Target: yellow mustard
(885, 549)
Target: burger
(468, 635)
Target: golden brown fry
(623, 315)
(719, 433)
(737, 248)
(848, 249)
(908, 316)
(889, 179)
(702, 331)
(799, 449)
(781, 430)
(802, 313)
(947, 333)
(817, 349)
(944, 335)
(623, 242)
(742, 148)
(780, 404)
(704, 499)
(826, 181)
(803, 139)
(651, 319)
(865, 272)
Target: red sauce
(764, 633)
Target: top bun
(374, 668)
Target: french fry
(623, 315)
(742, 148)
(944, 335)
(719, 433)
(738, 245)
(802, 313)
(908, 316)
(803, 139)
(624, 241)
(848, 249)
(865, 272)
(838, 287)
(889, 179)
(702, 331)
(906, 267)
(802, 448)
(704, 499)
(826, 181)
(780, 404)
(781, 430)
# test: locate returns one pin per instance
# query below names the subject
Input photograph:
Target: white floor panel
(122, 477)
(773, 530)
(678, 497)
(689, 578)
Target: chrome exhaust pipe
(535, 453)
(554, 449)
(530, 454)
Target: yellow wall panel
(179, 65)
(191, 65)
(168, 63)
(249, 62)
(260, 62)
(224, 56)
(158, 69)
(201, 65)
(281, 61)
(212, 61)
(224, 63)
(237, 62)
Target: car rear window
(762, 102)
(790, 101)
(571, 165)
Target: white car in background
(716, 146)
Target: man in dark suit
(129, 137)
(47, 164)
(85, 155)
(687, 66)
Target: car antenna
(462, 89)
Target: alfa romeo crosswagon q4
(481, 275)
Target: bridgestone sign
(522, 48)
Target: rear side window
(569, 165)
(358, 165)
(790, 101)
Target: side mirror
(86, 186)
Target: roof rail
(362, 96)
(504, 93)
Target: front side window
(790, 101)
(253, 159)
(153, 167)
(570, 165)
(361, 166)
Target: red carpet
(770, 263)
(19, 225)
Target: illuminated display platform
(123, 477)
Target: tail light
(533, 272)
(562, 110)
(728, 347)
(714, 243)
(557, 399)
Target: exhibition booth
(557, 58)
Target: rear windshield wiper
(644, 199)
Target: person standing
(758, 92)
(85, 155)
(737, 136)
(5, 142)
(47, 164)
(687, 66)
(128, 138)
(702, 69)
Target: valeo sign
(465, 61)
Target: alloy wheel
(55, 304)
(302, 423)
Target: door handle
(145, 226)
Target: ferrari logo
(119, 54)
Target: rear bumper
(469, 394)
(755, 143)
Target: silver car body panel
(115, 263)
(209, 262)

◇ ◇ ◇ ◇

• **Die Aufgabe**
Schreiben Sie die Zeilen unverändert ab, beginnend mit der Zeile, die „Target: person standing“ enthält, und endend mit der letzten Zeile der Daten. Beide Enden gehören dazu.

• **Erledigte Aufgabe**
Target: person standing
(758, 92)
(85, 155)
(737, 136)
(5, 142)
(47, 164)
(687, 66)
(128, 138)
(702, 69)
Target: valeo sign
(465, 61)
Target: alloy wheel
(55, 304)
(302, 423)
Target: door handle
(145, 226)
Target: ferrari logo
(119, 54)
Target: rear bumper
(469, 394)
(755, 143)
Target: silver car body panel
(115, 263)
(209, 262)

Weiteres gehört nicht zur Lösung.